● **PROBLEM DESCRIPTION**: Return the material below in full and exactly.

++++ ENTRIES SUPPLIED

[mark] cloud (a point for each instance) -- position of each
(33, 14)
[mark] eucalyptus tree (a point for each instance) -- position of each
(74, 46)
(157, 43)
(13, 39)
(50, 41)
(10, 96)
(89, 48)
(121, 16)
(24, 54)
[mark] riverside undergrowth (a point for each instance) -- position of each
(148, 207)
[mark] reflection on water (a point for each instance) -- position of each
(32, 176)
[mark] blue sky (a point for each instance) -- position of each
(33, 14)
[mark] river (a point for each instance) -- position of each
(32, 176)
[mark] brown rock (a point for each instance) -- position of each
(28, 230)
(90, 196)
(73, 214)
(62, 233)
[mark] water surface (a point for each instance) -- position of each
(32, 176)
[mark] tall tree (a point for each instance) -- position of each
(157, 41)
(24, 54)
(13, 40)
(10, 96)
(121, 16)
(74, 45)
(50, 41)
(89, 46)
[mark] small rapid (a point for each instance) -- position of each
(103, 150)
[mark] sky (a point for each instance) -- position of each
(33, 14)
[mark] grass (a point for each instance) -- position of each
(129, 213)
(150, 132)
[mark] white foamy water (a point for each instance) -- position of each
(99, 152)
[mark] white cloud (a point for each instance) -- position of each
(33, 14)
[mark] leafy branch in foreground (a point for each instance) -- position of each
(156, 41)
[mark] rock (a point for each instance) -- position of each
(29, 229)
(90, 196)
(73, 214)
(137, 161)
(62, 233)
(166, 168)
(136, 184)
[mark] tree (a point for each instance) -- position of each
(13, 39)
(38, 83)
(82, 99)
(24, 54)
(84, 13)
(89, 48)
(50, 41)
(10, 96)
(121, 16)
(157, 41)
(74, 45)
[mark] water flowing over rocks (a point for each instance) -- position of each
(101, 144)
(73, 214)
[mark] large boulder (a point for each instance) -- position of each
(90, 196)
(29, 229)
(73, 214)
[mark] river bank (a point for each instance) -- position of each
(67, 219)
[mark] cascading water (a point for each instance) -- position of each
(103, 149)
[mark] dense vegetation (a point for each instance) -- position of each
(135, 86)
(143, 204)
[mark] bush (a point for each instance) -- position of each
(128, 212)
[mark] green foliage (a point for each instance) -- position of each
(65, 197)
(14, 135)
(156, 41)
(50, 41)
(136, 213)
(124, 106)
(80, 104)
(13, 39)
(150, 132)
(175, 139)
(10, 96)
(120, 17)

++++++++

● **FULL SOLUTION**:
[mark] cloud (a point for each instance) -- position of each
(33, 14)
[mark] eucalyptus tree (a point for each instance) -- position of each
(74, 46)
(157, 43)
(13, 39)
(50, 41)
(10, 96)
(89, 48)
(121, 16)
(24, 54)
[mark] riverside undergrowth (a point for each instance) -- position of each
(148, 207)
[mark] reflection on water (a point for each instance) -- position of each
(32, 176)
[mark] blue sky (a point for each instance) -- position of each
(33, 14)
[mark] river (a point for each instance) -- position of each
(32, 176)
[mark] brown rock (a point for each instance) -- position of each
(28, 230)
(90, 196)
(73, 214)
(62, 233)
[mark] water surface (a point for each instance) -- position of each
(32, 176)
[mark] tall tree (a point for each instance) -- position of each
(157, 41)
(24, 54)
(13, 40)
(10, 96)
(121, 16)
(74, 45)
(50, 41)
(89, 46)
[mark] small rapid (a point for each instance) -- position of each
(103, 150)
[mark] sky (a point for each instance) -- position of each
(33, 14)
[mark] grass (a point for each instance) -- position of each
(129, 213)
(150, 132)
[mark] white foamy water (a point for each instance) -- position of each
(99, 152)
[mark] white cloud (a point for each instance) -- position of each
(33, 14)
[mark] leafy branch in foreground (a point for each instance) -- position of each
(156, 41)
[mark] rock (a point for each instance) -- position of each
(29, 229)
(90, 196)
(73, 214)
(137, 161)
(62, 233)
(166, 168)
(136, 184)
[mark] tree (a point for each instance) -- position of each
(13, 39)
(38, 83)
(82, 99)
(24, 54)
(84, 13)
(89, 48)
(50, 41)
(10, 96)
(121, 16)
(157, 41)
(74, 45)
[mark] water flowing over rocks (a point for each instance) -- position of each
(101, 144)
(73, 214)
[mark] large boulder (a point for each instance) -- position of each
(90, 196)
(29, 229)
(73, 214)
[mark] river bank (a point for each instance) -- position of each
(67, 219)
[mark] cascading water (a point for each instance) -- position of each
(103, 149)
[mark] dense vegetation (a point for each instance) -- position of each
(135, 86)
(143, 204)
[mark] bush (a point for each instance) -- position of each
(128, 212)
[mark] green foliage (a point for each instance) -- position of each
(65, 197)
(14, 135)
(156, 41)
(50, 41)
(136, 213)
(124, 106)
(80, 104)
(13, 39)
(150, 132)
(175, 139)
(10, 96)
(120, 17)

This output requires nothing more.